:: Data section ::
══════════════════════════════
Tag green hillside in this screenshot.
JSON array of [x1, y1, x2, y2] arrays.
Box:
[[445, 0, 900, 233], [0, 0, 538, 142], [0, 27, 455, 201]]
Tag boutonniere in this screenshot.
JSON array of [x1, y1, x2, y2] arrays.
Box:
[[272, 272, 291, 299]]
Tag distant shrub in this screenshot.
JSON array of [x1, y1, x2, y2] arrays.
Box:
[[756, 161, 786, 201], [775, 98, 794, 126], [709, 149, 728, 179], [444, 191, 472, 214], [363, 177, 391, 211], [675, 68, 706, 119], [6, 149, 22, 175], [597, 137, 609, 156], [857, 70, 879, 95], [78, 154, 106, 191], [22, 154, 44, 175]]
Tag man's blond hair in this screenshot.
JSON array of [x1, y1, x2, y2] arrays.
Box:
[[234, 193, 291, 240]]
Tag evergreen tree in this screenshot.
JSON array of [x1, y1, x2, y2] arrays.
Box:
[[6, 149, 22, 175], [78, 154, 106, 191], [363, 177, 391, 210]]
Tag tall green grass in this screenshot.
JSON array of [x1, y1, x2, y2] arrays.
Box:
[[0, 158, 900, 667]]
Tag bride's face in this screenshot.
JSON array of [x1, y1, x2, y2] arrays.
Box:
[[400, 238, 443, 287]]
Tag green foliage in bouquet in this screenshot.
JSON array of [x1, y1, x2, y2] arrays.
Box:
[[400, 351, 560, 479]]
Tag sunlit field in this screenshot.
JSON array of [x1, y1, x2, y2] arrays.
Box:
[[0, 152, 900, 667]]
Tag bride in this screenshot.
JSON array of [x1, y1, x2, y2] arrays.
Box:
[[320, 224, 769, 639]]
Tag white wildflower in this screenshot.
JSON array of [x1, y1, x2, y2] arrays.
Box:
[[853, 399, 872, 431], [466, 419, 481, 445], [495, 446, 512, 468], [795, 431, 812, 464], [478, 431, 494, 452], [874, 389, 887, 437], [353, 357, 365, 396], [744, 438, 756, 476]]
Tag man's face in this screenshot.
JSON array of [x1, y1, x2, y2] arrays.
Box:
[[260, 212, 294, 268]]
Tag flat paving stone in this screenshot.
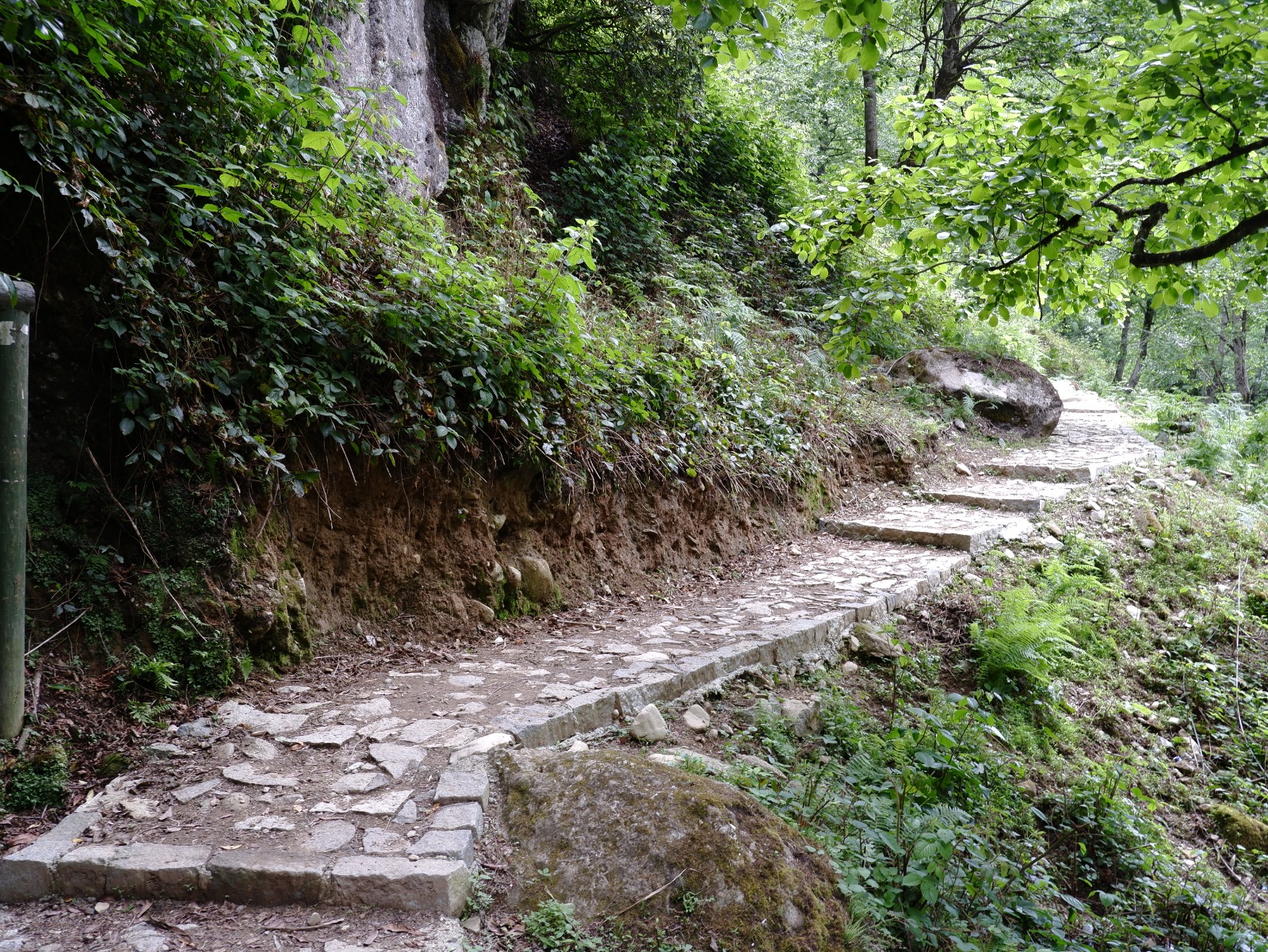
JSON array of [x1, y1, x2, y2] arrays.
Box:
[[220, 763, 300, 787], [216, 701, 308, 734], [361, 827, 410, 855], [171, 777, 220, 804], [922, 476, 1080, 512], [431, 804, 484, 839], [347, 698, 391, 721], [331, 770, 388, 793], [57, 391, 1152, 917], [357, 717, 408, 740], [239, 738, 277, 761], [328, 855, 471, 916], [433, 770, 488, 810], [347, 790, 414, 816], [410, 829, 476, 866], [105, 843, 212, 899], [819, 502, 1033, 555], [296, 820, 357, 853], [207, 851, 328, 906], [287, 724, 357, 748]]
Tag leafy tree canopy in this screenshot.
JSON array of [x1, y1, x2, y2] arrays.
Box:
[[685, 0, 1268, 360]]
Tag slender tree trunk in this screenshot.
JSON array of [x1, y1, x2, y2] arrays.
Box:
[[1113, 311, 1131, 383], [1207, 305, 1228, 397], [930, 0, 964, 99], [1127, 298, 1154, 391], [864, 70, 880, 165], [1232, 307, 1251, 403]]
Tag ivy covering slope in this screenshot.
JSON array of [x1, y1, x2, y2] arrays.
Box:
══════════════════════════════
:: What to produce ::
Rewrite the whole listing above as a numbered list with blank lines dropped, and leave the picture out.

:: Expected output ::
1. Tag green hillside in this screenshot.
2. JSON array of [x1, y1, x2, y2] arrays.
3. Box:
4. [[445, 0, 900, 233], [0, 0, 538, 142], [0, 27, 455, 201]]
5. Tag boutonniere in this screenshot.
6. JSON array of [x1, y1, x2, y2] arrays.
7. Box:
8. [[272, 272, 291, 299]]
9. Tag distant shrub in this screenshot.
10. JSON array of [x1, y1, x2, y2] arrays.
11. Box:
12. [[756, 161, 786, 201], [775, 98, 794, 126], [709, 149, 728, 179], [444, 191, 472, 214], [363, 177, 391, 211], [675, 68, 706, 119], [6, 149, 22, 175], [597, 137, 609, 156], [857, 70, 879, 95], [78, 154, 106, 191], [22, 154, 44, 175]]
13. Tag man's blond hair in this screenshot.
14. JSON array of [x1, y1, x2, y2] arrays.
15. Box:
16. [[234, 193, 291, 240]]
17. Tag evergreen tree in this screenshot.
18. JSON array of [x1, y1, x2, y2] arrays.
19. Box:
20. [[6, 149, 22, 175], [78, 154, 106, 191], [363, 177, 391, 210]]
21. Tag tall green grass in this screenshot.
22. JSON array of [x1, y1, x2, y2] arrays.
23. Box:
24. [[0, 158, 900, 667]]
25. Tag bride's face in this screenshot.
26. JSON array of [x1, y1, x2, y2] arrays.
27. Box:
28. [[400, 238, 443, 287]]
29. Tag green foliage in bouquet in this screenshot.
30. JSON array of [x1, y1, x2, y2] arrays.
31. Box:
32. [[400, 351, 560, 479]]
33. Tag sunlit field in this screenshot.
34. JSON array of [x1, y1, x2, y2] arrays.
35. Box:
36. [[0, 152, 900, 667]]
37. Tag bride in this screenshot.
38. JSON array of [x1, y1, x2, y2] arrays.
39. Box:
40. [[320, 224, 769, 639]]
41. Tag white wildflower in this screenshot.
42. JSON array of [x1, y1, x2, y2] arrays.
43. Box:
44. [[853, 399, 872, 431], [466, 419, 481, 445], [495, 446, 512, 468], [795, 431, 812, 464], [478, 431, 494, 452], [874, 389, 887, 437], [353, 357, 365, 396], [744, 438, 756, 476]]
45. Tag man's face in this screenshot.
46. JSON array of [x1, y1, x2, y2] arrays.
47. Box:
48. [[260, 212, 294, 268]]
49. Tag flat paving stone in this screenshot.
50. JSON array of [x1, y1, x2, y2] arrays.
51. Box:
52. [[220, 763, 300, 787], [216, 701, 308, 734], [361, 827, 410, 855], [171, 777, 220, 804], [922, 476, 1080, 512], [431, 804, 484, 839], [347, 698, 391, 721], [331, 770, 388, 793], [57, 391, 1152, 917], [357, 717, 408, 740], [239, 738, 277, 761], [328, 855, 471, 916], [433, 770, 488, 810], [347, 790, 414, 816], [410, 829, 476, 866], [105, 843, 212, 899], [819, 502, 1033, 555], [296, 820, 357, 853], [207, 851, 328, 906], [287, 724, 357, 748]]
53. Tag leafy tree canopy in this screenshot.
54. JSON array of [x1, y1, x2, y2] arrays.
55. Box:
56. [[685, 0, 1268, 360]]
57. Tag slender tree trunk in this screenshot.
58. JSON array of [x1, y1, x2, y2] arrays.
59. Box:
60. [[1113, 311, 1131, 383], [1207, 305, 1228, 397], [930, 0, 964, 99], [1127, 298, 1154, 391], [864, 70, 880, 165], [1232, 307, 1251, 403]]
61. Tag ivy covering slope in this screenshot.
62. JSON array of [x1, y1, x2, y2] arrays.
63. Box:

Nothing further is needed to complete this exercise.